--- Documentfragment ---
Men legde ons uit dat de verjaardag werd gevierd van een god-generaal die een paar honderd jaar geleden had geleefd. Nog steeds heeft hij, binnen een beperkte kring veel sacrale macht. Chinezen hebben een uitgebreide godenwereld. Het komt vaak voor dat ergens een bepaalde god wordt aanbeden, terwijl men in een andere streek die god niet kent. Zo ook met Chu Kong. Toen we in Kota Tinggi aan enkele Chinezen vroegen of ze van Chu Kong hadden gehoord antwoordden ze ontkennend.
Mystiek neemt een belangrijke plaats in, in het leven van Chinezen. Zo filmden we een keer op een pleintje in Kota Tinggi en zagen daar een ‘genezer’ aan het werk. In het midden van een brede kring van mensen zat een man die door de ‘genezer’ werd behandeld. Hij had last van z’n onderrug en van z’n rechterknie. De ‘genezer’ liep om hem heen en maakte allerlei bezwerende gebaren. “Hàh,” riep hij daarbij. Een soort karatekreet. Op z’n borst prijkte een plastic naamplaatje. Zo’n plaatje dat onder andere ook door ziekenhuispersoneel wordt gebruikt. Z’n bijna doodshoofdachtige gelaat stond strak; wild bijna. Hij straalde overwicht uit. Dat zag je ook aan de mensen in de groep. Niemand lachte. Niemand spotte. Vol ontzag volgden ze de handelingen van de ‘genezer’.
De onderrug behandelde hij met acupunctuurnaalden en een disposable injectiespuit. Met een plop trok hij de zuiger uit de huls en onderzocht met z’n handpalm of er lucht uit de opening kwam. Hevig ja knikkend ging hij rechtstaan, balde in triomf z’n handen boven z’n hoofd en liep de kring rond. Voor de behandeling van de knie gebruikte hij een kokertje. Met een vlam werd de lucht uit de koker getrokken en op de knie geplaatst. Door de vacuümwerking bleef de koker daar hangen. Na een minuut tikte hij de koker van de knie, maakte bezwerende gebaren, voelde nog even en ging weer rechtstaan. Met de gebalde handen boven het hoofd liep hij weer in triomf de kring rond.
--- Gegevensuittreksel ---
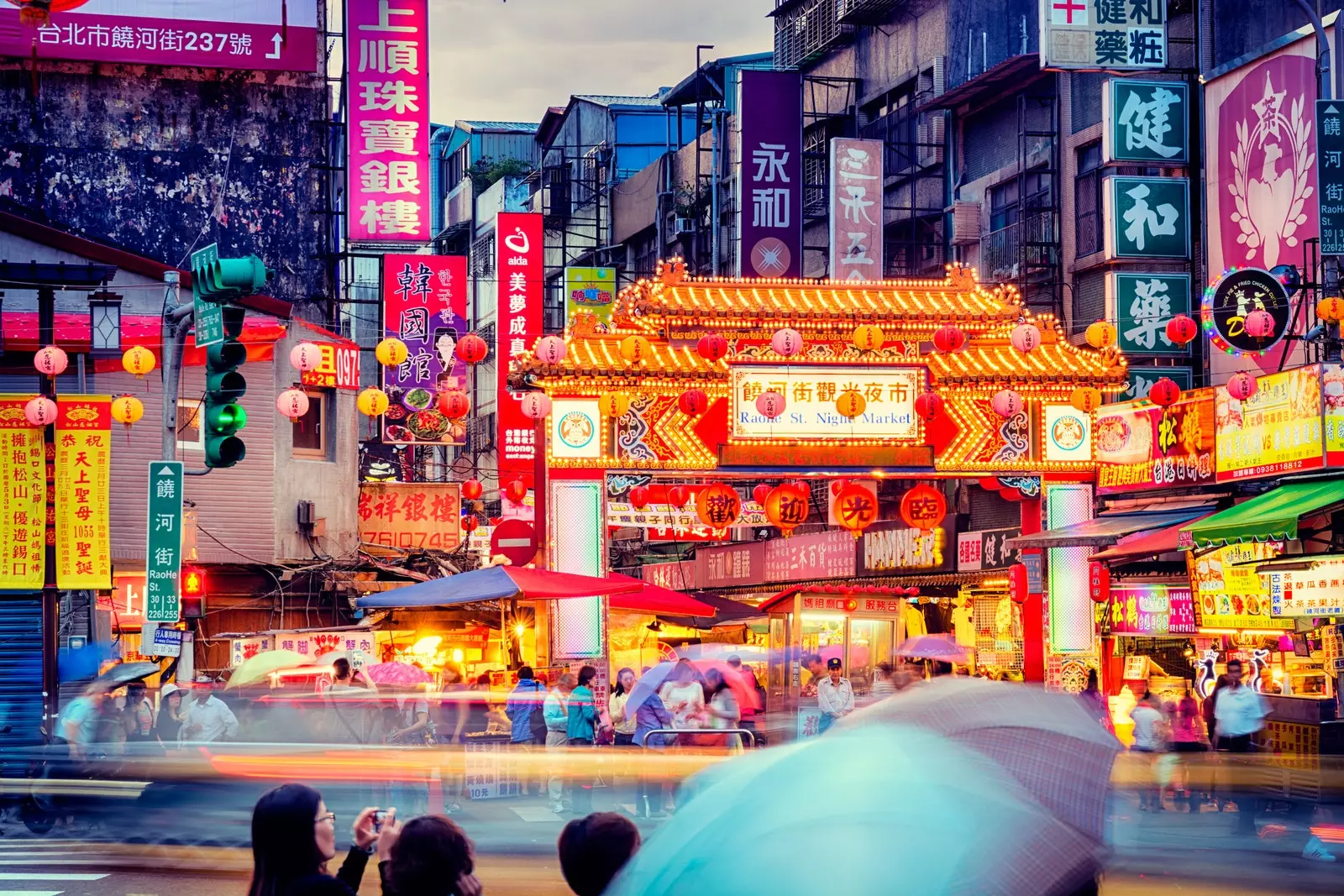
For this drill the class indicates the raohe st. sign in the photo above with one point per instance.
(811, 392)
---
_Oefeningsdoel:_ Waarmee behandelde de genezer in het documentfragment de onderrug van de man? Geef alsjeblieft het antwoord in één zin.

_Juist antwoord:_ Hij behandelde de onderrug met acupunctuurnaalden en een disposable injectiespuit.